**Aim of the exercise:**
Extend the passage below on Git's multi-pack-index, starting right after its last sentence.

See commit 6a22d52, commit e9ab2ed, commit 454ea2e, commit 0bff526, commit 29e2016, commit fe86c3b, commit c39b02a, commit 2cf489a, commit 6d68e6a (20 Aug 2018), commit ceab693 (12 Jul 2018) by Derrick Stolee (derrickstolee).
(Merged by Junio C Hamano -- gitster -- in commit 49f210f, 17 Sep 2018)

pack-objects: consider packs in multi-pack-index

When running 'git pack-objects --local', we want to avoid packing objects that are in an alternate.
Currently, we check for these objects using the packed_git_mru list, which excludes the pack-files covered by a multi-pack-index.

There is a new setting:

core.multiPackIndex::

Use the multi-pack-index file to track multiple packfiles using a single index.

And that multi-pack index is explained here and in Documentation/technical/multi-pack-index.txt:

Multi-Pack-Index (MIDX) Design Notes

The Git object directory contains a 'pack' directory containing:

  • packfiles (with suffix ".pack") and
  • pack-indexes (with suffix ".idx").

The pack-indexes provide a way to lookup objects and navigate to their offset within the pack, but these must come in pairs with the packfiles.

**Recorded information:**
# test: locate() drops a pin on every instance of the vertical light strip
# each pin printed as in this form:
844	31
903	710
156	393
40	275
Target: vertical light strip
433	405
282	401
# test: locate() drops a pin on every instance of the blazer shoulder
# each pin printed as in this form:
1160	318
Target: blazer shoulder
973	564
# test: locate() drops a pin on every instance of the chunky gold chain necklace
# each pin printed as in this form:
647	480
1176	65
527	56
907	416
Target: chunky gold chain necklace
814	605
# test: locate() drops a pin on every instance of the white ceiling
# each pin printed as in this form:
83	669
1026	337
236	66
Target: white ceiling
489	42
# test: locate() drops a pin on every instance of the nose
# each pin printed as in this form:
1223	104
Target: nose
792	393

**Final result:**
This pairing depends on the file names, as the pack-index differs only in suffix with its pack-file.

While the pack-indexes provide fast lookup per packfile, this performance degrades as the number of packfiles increases, because abbreviations need to inspect every packfile and we are more likely to have a miss on our most-recently-used packfile.

For some large repositories, repacking into a single packfile is not feasible due to storage space or excessive repack times.

The multi-pack-index (MIDX for short) stores a list of objects and their offsets into multiple packfiles.
It contains:

  • A list of packfile names.
  • A sorted list of object IDs.
  • A list of metadata for the ith object ID including:
  • A value j referring to the jth packfile.
  • An offset within the jth packfile for the object.
  • If large offsets are required, we use another list of large offsets similar to version 2 pack-indexes.

Thus, we can provide O(log N) lookup time for any number of packfiles.


Git 2.23 (Q3 2019) adds two commands, with "git multi-pack-index" learning the expire and repack subcommands.

See commit 3612c23 (01 Jul 2019), and commit b526d8c, commit 10bfa3f, commit d274331, commit ce1e4a1, commit 2af890b, commit 19575c7, commit d01bf2e, commit dba6175, commit cff9711, commit 81efa16, commit 8434e85 (10 Jun 2019) by Derrick Stolee (derrickstolee).
Helped-by: Johannes Schindelin (dscho).
(Merged by Junio C Hamano -- gitster -- in commit 4308d81, 19 Jul 2019)

multi-pack-index: prepare for/implement 'expire' subcommand

The multi-pack-index tracks objects in a collection of pack-files.
Only one copy of each object is indexed, using the modified time of the pack-files to determine tie-breakers.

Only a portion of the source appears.